Tuning and Speeds

Adjusting the Machine's Axes for Maximum Speed

The speeds of the machine's axes are affected by the alignment and drag of the components, the capability of the steppers, the settings on the drives, and by the type of leadscrews and leadnuts.

Stepper Torque Curve
Stepper torque decreases with speed.

Stepper Speed

As shown in the chart, the torque that the steppers can deliver decreases as the steppers' speed increases.

The top useful speed of the steppers in these DIY machines usually ranges between 300 and 1000 rotations per minute, with 500 rpm being a rule of thumb.

The top speed of the stepper divided by the number of turns per inch of the leadscrew will give the highest speed that the axis can move.


A 10 turn per inch leadscrew will give a speed of 50 inches per minute with the stepper turning at 500 rpm.
500 rotations per minute ÷ 10 turns per inch = 50 inches per minute.

Likewise, a 2 turn per inch leadscrew will give 500 rpm / 2 tpi = 250 inches per minute.

Low cost hardware store 5/16-18 threaded rod will give a speed of 500/18 = ~28 ipm.

These values are reasonable speeds to target when adjusting the machine's axes during the set up and tuning process.

Axis Tuning, Background

Tuning the machine is a trial and error process.

First the axis’ speed is set in the controlling software at a rate that is well below the top speed of the stepper. The top speed is the value that was determined in the examples above.

A speed below half the top speed is a good starting place.
For example, a 10 turn per inch leadscrew would have a top speed of 50 inches per minute. The initial value could be set in the software at 20 inches per minute.
This slower speed will take advantage of the stepper’s more powerful low speed torque. With this high torque the stepper can power through some of the drag that is caused by the axis being out of alignment.

The stepper will stall at the points of most resistance first. Were the axis speed initially set at its maximum, the tuning process would be difficult because the stepper would stall at every point of drag. Specific causes of drag could not be found and adjusted.

Once the axis moves well at the lower speed, the software’s speed setting is incrementally increased and the process is repeated. The axis is jogged at the higher speed until it stalls, and the newly found problems are removed with adjustment.

Dataset extract >>
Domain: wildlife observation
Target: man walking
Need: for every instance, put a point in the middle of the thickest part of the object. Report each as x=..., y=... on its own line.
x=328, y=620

Tasks to carry out >>
• a. Reproduce the tuning and speeds text verbatim from "500 rotations per" to "250 inches per minute.".
• b. In the tuning and speeds text, what stepper speed is given as a rule of thumb?
Rely only on the tuning and speeds text, not on the lines.

Solutions below >>
• a.
500 rotations per minute ÷ 10 turns per inch = 50 inches per minute.

Likewise, a 2 turn per inch leadscrew will give 500 rpm / 2 tpi = 250 inches per minute.

• b. 500 rpm.